## Zu prüfender Text
________________

Berlin Berlin: Tödliche Drogen-Therapie
BERLIN/DPA. - "Ich habe eine kleine Dosis LSD genommen, die mich öffnen und einfühlsam machen sollte", erinnert sich der 51-jährige Arzt und Therapeut am Donnerstag zum Prozessauftakt am Berliner Landgericht.
Gegen Mittag werden die ersten Drogen verteilt, alle sind entspannt. Dann kommt Unruhe auf. Ein 59-jähriger Frührentner hat Panik in den Augen. "Ich beschloss das erste Mal in einer solchen Sitzung, medikamentös einzugreifen", schildert der Therapeut vor Gericht. Er spritzt Valium. Ein 28-jähriger Student kommt ihm ängstlich vor und erhält eine Spritze mit Morphium. Anderen Patienten wird übel. Einige zittern und übergeben sich.
Aus dem Selbsterfahrungsnachmittag ist eine tödliche Therapie geworden. Zu spät wird der Notarzt gerufen. Ein vergifteter Patient stirbt noch in der Praxis, ein zweiter später im Krankenhaus an einer Überdosis Ecstasy. Der Psychotherapeut, der die Drogen verteilte, gesteht: "Ich bin für den Tod von zwei Menschen verantwortlich."
Die Staatsanwaltschaft wirft dem Facharzt für Psychotherapie Körperverletzung mit Todesfolge und versuchten Mord vor. Er soll einen der vergifteten Patienten vor der Notärztin versteckt haben. Der junge Mann wurde zu spät gefunden, er starb wenig später im Krankenhaus. Den Vorwurf des versuchten Mordes, der im Zentrum des Prozesses steht, bestreitet der Angeklagte. Schließlich versagt dem vierfachen Vater die Stimme. Tränen fließen. Verteidiger Ferdinand von Schirach liest den Schluss der Erklärung vor, in der sich der Arzt zu "großer Schuld und Trauer" bekennt: "Ich habe den Umgang mit den chemischen Substanzen völlig falsch eingeschätzt, das musste ich auf schreckliche Weise erfahren", heißt es. Die Ohnmacht, es nicht wieder gutmachen zu können, sei unerträglich.
Verteidiger von Schirach argumentiert mit einer Selbstverantwortung der Patienten. Ärzte seien heutzutage nicht mehr die Halbgötter in Weiß, man könne die Verantwortung nicht auf sie abladen. Die Patienten hätten genau gewusst, was ihnen gegeben wurde, sagt von Schirach am Rande des Prozesses. Das Geschehene sei eher ein Unfall. Sein Mandant sei kein Verbrecher. Der Prozess wird fortgesetzt.

________________

## Datenauszüge
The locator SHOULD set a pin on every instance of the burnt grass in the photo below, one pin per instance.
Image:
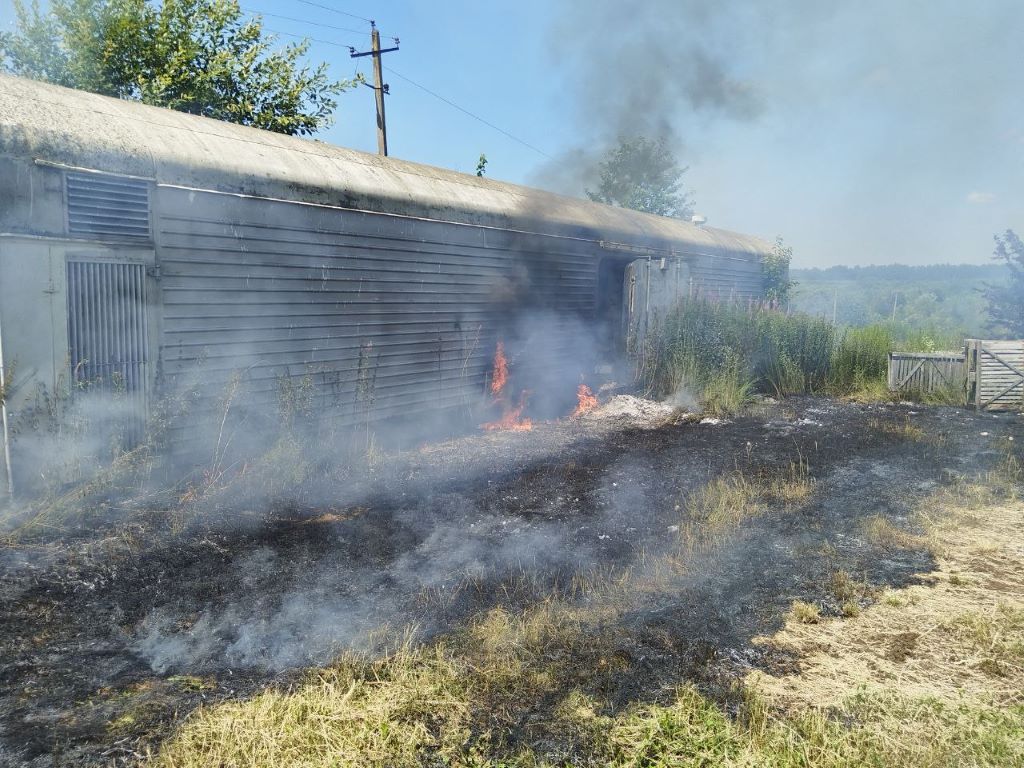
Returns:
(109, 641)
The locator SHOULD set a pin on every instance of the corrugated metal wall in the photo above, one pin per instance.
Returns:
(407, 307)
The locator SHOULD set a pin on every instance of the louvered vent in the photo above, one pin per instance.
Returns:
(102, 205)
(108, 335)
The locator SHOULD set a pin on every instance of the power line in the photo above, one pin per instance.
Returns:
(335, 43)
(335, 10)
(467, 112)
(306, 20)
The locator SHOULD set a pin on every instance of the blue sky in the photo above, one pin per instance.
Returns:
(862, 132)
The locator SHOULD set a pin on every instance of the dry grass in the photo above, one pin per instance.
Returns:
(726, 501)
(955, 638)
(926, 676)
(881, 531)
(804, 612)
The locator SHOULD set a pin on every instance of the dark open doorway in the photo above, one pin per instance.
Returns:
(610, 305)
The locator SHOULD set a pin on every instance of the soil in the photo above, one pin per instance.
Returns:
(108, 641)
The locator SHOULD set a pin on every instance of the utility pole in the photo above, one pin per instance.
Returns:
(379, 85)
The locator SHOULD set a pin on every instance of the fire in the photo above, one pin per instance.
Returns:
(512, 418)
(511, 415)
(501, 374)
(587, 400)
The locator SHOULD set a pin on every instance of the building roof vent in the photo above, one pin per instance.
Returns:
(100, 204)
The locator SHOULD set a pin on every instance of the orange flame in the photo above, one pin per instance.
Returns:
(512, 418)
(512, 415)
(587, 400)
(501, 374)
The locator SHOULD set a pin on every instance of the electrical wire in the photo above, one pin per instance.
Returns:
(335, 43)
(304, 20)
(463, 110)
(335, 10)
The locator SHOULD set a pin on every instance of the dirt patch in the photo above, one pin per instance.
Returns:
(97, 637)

________________

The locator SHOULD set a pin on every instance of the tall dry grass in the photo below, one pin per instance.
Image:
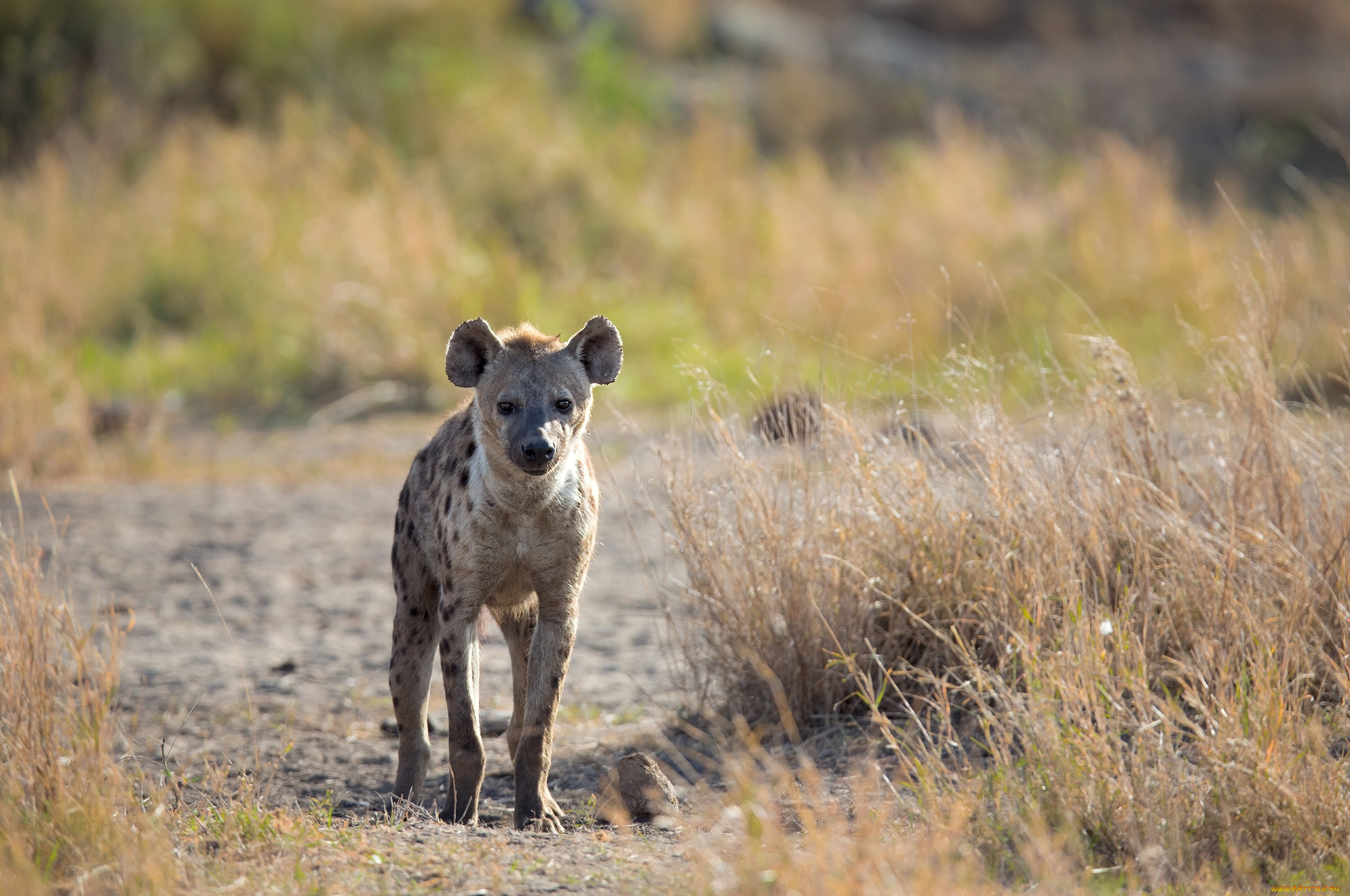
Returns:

________________

## Ihre Aufgabe
Prüfen Sie, ob diese Aussagen zum Bericht über den Drogen-Prozess passen, und antworten Sie jeweils mit Ja oder Nein samt den entscheidenden Worten des Berichts als wörtlichem Zitat.
1. Der Therapeut spritzte dem 59-jährigen Frührentner Morphium.
2. Der Angeklagte bestreitet den Vorwurf des versuchten Mordes.
3. Beide Patienten starben im Krankenhaus.

## Fertige Lösung
1. Nein: „Er spritzt Valium.“
2. Ja: „Den Vorwurf des versuchten Mordes, der im Zentrum des Prozesses steht, bestreitet der Angeklagte.“
3. Nein: „Ein vergifteter Patient stirbt noch in der Praxis, ein zweiter später im Krankenhaus an einer Überdosis Ecstasy.“